**Trecho do documento**.

Entrevista Denise Mota, 07/2007
O melodrama tragicômico parece ser a base sobre a qual repousam e da qual nascem todas as suas criações. É isso mesmo?
Totalmente. Essa visão distorcida da realidade e dos sentimentos dá uma força incrível às coisas, permite ver os detalhes em grande escala, fora de órbita. É a máxima descontextualização na vida cotidiana, uma visão inspirada e plástica, que todo mundo pode ter. Ao mesmo tempo em que é artística, a ressignificação constante de tudo é também cotidiana. O humor para mim é essencial. Fazer de uma bobagem algo extremo tem um encanto que me alucina. Gosto dos produtos melodramáticos, sejam eles criados consciente ou inconscientemente. Gosto dos lugares-comuns que geram, das emoções intensas que despertam, dos mecanismos que utilizam. Diálogos de telenovela, cartas e canções de amor, Xuxa cantando uma música contra as drogas para uma garota em uma cadeira de rodas. Como algo tão simples pode dar lugar a uma experiência do “sublime”? Por que emociona tanto? As dores de amor são um motor poderosíssimo.
A partir de uma obra, Dani Umpi Records, você mudou não só o rumo de sua carreira, mas sua própria personalidade artística, abandonando o nome Daniel Umpiérrez para renascer como o personagem Dani Umpi. Esse também foi o ponto de inflexão para sua guinada em direção a áreas como música e literatura?
Minha experiência dentro da arte institucional em meu país foi decisiva. Sem querer fazer uma crítica danosa, poderia dizer que houve coisas lindas e coisas patéticas. O mais patético é que a prática artística, minha atividade como artista contemporâneo, criou em mim muito preconceito. Isso de tudo ter de ter um statement, uma justificativa, um porquê, me limitou muitíssimo. Sempre fui uma pessoa dispersa, com uma sensibilidade de zapping. Ter uma produção simbólica que abarque tantas linguagens (música, literatura, arte) gera desconfiança. O meio premia a continuidade e a insistência. A maioria das carreiras dos artistas é construída a partir da perspectiva da redundância discursiva. Sentia que devia me definir apenas por uma linguagem. Até que vi que não tinha por que fazê-lo. O que há de estranho em escrever, cantar, criar obras? Para mim era a coisa mais natural do mundo. Era o que fazia. Os artistas que me interessavam eram assim: Yoko Ono, David Byrne, Boom Boom Kid. O fundamental foi encontrar um lugar a partir de onde produzir. Não um lugar físico, mas um espaço mental e social. Quando fazia exposições, sentia que mostrava coisas a pessoas que não estavam interessadas naquilo. Sentia que ninguém estava interessado em arte. Comecei a operar dentro dessa lógica maligna. Eu mesmo ia às mostras e tudo me parecia uma bobagem, uma divagação. Felizmente, saí desse estado. Ao começar a cantar, vi que havia, sim, gente interessada em minhas coisas, tanto do mundo da arte quanto gente que nunca pisou em um museu ou galeria. Senti muita liberdade porque criei um espaço próprio, e sem tirá-lo de ninguém. Sinto que sou algo à parte. Isso me permite estar dentro e fora. O que é paradoxal é que, em vez de ter uma obra dispersiva, fui adquirindo cada vez mais coerência. Agora me dou conta de que sempre falo das mesmas coisas.

**Desafio 1**.
Cite todos os artistas que, segundo o entrevistado, o interessavam e que a entrevista menciona pelo nome.
**Desafio 2**.
De acordo com a entrevista, qual obra marcou a mudança de rumo na carreira e na personalidade artística do entrevistado?

**Extrato de dados**.
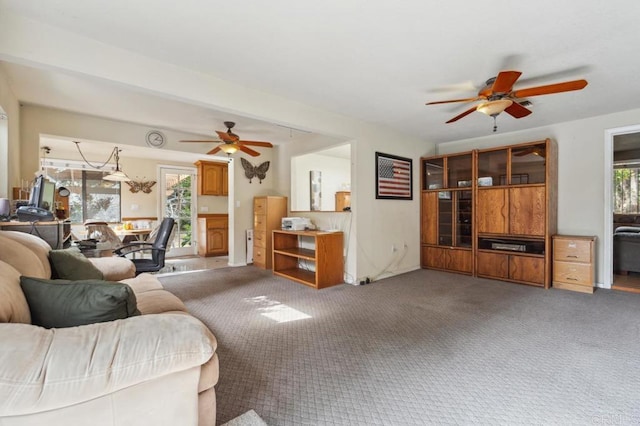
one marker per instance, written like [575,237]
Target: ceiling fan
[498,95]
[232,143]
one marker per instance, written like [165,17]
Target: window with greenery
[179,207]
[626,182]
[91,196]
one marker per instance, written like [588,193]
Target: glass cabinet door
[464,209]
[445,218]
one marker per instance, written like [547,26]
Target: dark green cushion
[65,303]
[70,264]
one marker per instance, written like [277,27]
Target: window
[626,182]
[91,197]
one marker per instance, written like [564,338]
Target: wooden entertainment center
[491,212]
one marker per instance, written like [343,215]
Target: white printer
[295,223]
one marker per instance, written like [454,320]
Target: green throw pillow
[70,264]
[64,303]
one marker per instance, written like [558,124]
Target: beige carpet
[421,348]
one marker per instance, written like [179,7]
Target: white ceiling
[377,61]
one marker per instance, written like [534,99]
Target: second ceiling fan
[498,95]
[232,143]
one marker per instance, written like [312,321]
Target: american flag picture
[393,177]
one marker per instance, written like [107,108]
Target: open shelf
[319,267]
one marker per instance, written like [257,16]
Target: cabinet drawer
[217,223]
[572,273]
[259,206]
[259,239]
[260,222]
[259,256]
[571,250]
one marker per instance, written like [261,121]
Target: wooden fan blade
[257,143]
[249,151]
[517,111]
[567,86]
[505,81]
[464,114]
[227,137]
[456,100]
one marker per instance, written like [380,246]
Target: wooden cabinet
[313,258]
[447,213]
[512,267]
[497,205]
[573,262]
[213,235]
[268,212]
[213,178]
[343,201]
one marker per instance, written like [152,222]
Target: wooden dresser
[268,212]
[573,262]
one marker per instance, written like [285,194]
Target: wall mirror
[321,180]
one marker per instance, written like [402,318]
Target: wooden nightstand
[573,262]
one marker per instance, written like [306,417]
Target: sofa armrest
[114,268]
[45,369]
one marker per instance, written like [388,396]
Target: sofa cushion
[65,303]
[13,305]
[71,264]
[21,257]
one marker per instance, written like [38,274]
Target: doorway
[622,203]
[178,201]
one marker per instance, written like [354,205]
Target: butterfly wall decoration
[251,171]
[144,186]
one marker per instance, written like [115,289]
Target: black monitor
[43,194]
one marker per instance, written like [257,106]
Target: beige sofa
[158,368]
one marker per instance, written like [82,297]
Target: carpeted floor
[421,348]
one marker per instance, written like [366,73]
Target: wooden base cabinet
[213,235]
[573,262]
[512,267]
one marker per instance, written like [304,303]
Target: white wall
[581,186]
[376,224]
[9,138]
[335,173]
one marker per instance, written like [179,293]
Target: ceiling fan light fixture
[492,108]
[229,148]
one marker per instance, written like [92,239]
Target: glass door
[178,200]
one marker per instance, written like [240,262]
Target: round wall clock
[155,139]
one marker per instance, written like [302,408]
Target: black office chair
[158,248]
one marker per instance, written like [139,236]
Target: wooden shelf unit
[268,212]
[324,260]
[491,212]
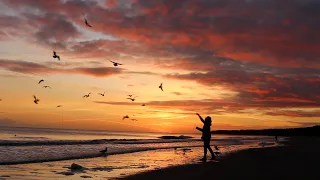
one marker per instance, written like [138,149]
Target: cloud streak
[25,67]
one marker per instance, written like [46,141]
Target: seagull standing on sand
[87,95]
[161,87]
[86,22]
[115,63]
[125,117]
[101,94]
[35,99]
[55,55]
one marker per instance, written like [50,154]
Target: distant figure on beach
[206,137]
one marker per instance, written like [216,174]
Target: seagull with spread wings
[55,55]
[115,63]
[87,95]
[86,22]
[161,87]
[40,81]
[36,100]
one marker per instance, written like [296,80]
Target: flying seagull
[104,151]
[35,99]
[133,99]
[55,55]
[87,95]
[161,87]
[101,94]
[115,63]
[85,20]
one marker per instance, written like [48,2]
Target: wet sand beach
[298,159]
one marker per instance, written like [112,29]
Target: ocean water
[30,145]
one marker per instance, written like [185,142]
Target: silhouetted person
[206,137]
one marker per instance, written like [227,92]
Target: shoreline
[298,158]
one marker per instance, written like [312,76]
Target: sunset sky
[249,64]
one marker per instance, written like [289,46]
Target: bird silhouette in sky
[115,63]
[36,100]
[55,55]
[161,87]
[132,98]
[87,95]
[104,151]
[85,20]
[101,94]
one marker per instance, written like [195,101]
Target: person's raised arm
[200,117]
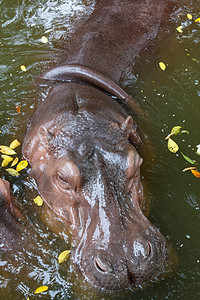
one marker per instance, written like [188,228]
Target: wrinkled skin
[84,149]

**Solução completa 1**.
Yoko Ono, David Byrne e Boom Boom Kid.

**Solução completa 2**.
A obra Dani Umpi Records.